Task list ->
**A)** In the reflection on fear written during a volunteer vacation, how many years passed before the writer's husband left?
**B)** Carry on the reflection on fear written during a volunteer vacation, starting right after its last sentence.

Passage shown ->
-.-.-

My plan for this vacation was to just get away and give myself over to the possibilities available to me and feel renewed. And while that is certainly happening on the volunteer level and the pure glowing joy I am receiving from the animals is filling my bucket daily, something else is going on and I can’t seem to stop it. It’s almost exactly 2 years to the day since my husband left me (for a woman he knew all of 3 weeks) and it seems that there are feelings that were left on the back burner and are now boiling over. And of course they come to a boil in the middle of the night when my defences are down and my aching muscles are keeping me awake!
This is the thought that keeps getting stuck in the pit of my stomach: he has someone else and has moved on. So I question: That has been true for 2 years, so why has it come back to haunt me again now? Why is the pain starting to surface again? What am I meant to learn from this?
The root of all questioning for me: What is my biggest fear? That’s easy, that I will be alone for the rest of my life. The person who told me I was the love of his life left me after 17 years with no explanation so it’s a very real fear. And to be clear, that statement is simply my truth of the situation and not meant to demonize my ex-husband. I too have done things that have hurt others, it's part of the human experience.
And now that fear has a part 2: what if I am NEVER free of that feeling? Now that's a scary thought! Here’s what I've learned: My fear is holding me hostage. I now truly understand the Roosevelt quote "There is nothing to fear but fear itself." I will never be free to be happy and at peace if I continue to fear what has yet to happen and hang on to what might have been instead of surrendering to what is.

-.-.-

Dataset excerpts ->

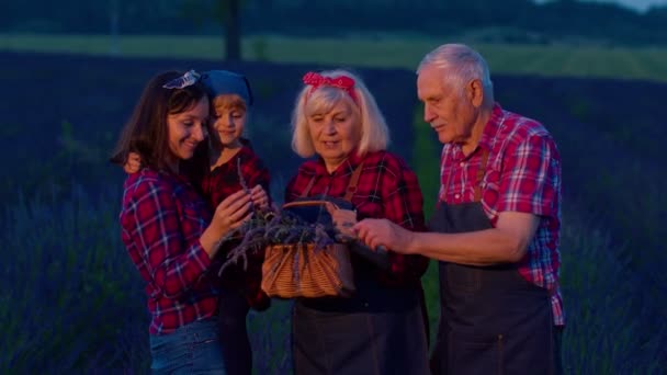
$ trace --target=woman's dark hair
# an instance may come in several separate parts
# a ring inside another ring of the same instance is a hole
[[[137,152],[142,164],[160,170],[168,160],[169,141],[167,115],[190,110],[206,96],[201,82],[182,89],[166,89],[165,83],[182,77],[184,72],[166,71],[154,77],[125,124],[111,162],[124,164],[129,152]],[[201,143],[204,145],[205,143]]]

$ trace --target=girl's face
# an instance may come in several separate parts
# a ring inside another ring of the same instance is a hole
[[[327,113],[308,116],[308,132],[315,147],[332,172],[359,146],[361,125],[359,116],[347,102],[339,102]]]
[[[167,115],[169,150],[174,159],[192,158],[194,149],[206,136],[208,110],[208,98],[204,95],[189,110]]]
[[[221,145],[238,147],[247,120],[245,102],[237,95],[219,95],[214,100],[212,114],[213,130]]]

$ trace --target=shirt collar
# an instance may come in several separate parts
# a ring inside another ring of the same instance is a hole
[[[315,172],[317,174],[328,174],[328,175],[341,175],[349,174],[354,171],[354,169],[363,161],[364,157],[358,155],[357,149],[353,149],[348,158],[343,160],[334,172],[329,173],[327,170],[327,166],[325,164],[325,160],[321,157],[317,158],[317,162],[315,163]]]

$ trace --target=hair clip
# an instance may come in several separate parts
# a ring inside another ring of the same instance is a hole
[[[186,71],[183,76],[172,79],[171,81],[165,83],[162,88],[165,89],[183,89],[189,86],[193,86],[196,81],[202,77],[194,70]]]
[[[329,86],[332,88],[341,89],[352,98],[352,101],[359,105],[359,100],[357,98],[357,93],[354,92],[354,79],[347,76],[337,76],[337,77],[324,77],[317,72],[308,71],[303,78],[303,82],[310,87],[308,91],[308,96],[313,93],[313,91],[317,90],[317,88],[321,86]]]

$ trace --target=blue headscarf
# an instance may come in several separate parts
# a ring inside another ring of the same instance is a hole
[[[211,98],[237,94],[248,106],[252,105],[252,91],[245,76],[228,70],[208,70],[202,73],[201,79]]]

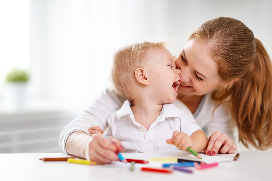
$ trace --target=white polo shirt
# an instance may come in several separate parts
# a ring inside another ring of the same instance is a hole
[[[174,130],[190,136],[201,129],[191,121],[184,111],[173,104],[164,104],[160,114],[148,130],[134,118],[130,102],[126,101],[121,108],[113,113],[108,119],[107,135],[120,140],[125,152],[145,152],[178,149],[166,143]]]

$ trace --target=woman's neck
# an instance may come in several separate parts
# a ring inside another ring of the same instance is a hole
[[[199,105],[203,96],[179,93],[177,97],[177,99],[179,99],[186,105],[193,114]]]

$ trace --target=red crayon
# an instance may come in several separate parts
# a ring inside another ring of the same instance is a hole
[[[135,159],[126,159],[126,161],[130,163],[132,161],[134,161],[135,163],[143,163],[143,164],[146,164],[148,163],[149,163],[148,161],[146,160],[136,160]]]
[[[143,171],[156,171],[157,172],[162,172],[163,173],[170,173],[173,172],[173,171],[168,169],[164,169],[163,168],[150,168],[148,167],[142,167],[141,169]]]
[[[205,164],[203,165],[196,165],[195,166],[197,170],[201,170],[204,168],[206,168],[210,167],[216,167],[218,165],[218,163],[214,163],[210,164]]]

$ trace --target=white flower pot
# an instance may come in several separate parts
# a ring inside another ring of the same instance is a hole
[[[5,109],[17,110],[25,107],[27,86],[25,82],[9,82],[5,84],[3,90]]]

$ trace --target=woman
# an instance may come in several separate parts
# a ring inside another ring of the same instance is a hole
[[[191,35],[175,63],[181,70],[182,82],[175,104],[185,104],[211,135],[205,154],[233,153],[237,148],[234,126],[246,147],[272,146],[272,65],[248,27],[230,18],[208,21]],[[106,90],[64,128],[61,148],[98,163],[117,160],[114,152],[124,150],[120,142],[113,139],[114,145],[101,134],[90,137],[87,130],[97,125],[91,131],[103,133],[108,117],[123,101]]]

-.-.-

Answers to the problems ->
**A)** 17 years.

**B)**
The new challenge in my personal evolution: accept that I now have nothing left to lose and allow myself to be free. Free from the fear of being alone, free from personal judgement, free from clinging to the past, free from the mental restraints that have kept me from walking into the absolutely glorious future that is mine.
But how do I do that? I must be aware of the restraints my thoughts are placing on me and consciously return my attention to what is possible for me. This is what I know for sure: living in the past will hold me hostage but living, and more importantly believing, in possibility will set me free.
What thoughts are holding you hostage? How could accepting and surrendering to what is set you free? How could living in possibility set you free? What have you got to lose?
2 comments:
Joanne: He who left you didn't know a good person when he had her. You deserve nothing but the best in life certainly not crumbs tossed around by someone who doesn't see your true.
Thank you for your very kind words. I write honestly about my life in an effort to heal and to connect with others who may be going through tough times too.